Document passage:
Fuenlabrada were the team Deportivo were due to play on the final day of last season only for the game to be postponed due to a number of positive Covid-19 tests for the Madrid team.
The other games went ahead, relegating Depor, but they pushed for Fuenlabrada to be relegated instead on the basis of a major breach of public health protocols.
The case was a complicated one but it was also emblematic of a club mired in off-field distractions, one too keen to look to the past rather than focusing on the future.
“It affected planning and aspects that might seem minor, such as the maintenance of the training fields, but which had an impact on the daily work,” explains Fernandez.
When the season began, the assumption that a budget of 14 million euros would still be more than enough to dominate the division proved incorrect. Without any discernible idea, a team that had become accustomed to scrapping looked uneasy on the front foot. It is now almost two years since Depor have won a game by two clear goals. It is a year since they were even two goals up.

Problems and tasks:
[a] Answer these from the Deportivo passage:
(i) Why was Deportivo's final-day game against Fuenlabrada postponed?
(ii) What budget was assumed to be more than enough to dominate the division?
(iii) How long has it been since Depor won a game by two clear goals?
[b] Please reproduce the Deportivo passage verbatim between "Fuenlabrada were the" and "the Madrid team.", inclusive.
Rely only on the Deportivo passage.

Dataset:
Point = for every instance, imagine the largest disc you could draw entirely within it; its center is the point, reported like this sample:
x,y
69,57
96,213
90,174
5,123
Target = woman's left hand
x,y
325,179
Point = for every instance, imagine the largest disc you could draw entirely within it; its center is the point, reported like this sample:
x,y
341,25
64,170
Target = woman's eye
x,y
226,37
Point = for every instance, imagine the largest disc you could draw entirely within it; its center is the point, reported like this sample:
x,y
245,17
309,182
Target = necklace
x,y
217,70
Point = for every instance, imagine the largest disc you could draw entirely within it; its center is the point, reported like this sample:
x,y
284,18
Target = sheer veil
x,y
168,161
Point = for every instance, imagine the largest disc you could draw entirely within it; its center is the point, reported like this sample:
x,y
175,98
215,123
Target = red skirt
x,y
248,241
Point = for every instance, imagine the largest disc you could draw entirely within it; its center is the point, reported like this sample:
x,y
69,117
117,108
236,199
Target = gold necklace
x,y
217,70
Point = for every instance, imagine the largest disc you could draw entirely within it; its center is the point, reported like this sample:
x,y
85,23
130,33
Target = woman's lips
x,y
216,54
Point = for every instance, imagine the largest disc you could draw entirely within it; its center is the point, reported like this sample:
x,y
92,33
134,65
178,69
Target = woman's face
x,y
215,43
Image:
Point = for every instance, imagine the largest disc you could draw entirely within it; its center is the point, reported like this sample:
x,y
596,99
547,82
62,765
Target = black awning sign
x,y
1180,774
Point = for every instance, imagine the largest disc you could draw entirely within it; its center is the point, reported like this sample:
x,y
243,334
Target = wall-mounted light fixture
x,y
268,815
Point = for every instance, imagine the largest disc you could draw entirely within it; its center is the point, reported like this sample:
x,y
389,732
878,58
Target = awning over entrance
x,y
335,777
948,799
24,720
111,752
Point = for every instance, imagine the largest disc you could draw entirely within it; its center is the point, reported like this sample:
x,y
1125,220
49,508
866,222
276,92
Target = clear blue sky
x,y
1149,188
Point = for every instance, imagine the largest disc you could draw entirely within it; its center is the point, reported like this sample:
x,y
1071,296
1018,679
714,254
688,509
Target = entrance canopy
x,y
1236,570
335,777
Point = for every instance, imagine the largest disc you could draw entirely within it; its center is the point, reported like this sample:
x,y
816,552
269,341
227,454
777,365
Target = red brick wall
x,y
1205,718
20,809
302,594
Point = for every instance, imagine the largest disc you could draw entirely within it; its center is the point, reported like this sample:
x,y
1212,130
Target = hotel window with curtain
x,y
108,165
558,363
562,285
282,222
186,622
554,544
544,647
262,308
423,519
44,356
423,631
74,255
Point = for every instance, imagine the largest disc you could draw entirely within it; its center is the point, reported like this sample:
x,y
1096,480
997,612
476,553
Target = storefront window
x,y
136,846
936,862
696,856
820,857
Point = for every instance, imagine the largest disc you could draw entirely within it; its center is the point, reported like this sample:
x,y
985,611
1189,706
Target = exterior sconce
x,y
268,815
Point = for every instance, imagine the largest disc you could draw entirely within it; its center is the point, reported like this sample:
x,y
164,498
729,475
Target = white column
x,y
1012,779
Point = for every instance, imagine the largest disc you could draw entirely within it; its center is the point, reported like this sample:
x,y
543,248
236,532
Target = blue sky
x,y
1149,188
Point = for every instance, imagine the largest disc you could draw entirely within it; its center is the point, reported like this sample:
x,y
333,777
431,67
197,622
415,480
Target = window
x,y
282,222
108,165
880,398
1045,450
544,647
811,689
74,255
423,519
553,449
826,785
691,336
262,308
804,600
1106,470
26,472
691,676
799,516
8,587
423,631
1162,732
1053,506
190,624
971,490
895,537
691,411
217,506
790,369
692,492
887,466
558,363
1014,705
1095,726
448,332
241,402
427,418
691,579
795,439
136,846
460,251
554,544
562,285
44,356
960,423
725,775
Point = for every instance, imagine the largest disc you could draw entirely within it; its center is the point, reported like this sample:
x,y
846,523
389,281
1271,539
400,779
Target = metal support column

Task answers:
[a]
(i) Fuenlabrada had a number of positive Covid-19 tests.
(ii) 14 million euros.
(iii) Almost two years.

[b]
Fuenlabrada were the team Deportivo were due to play on the final day of last season only for the game to be postponed due to a number of positive Covid-19 tests for the Madrid team.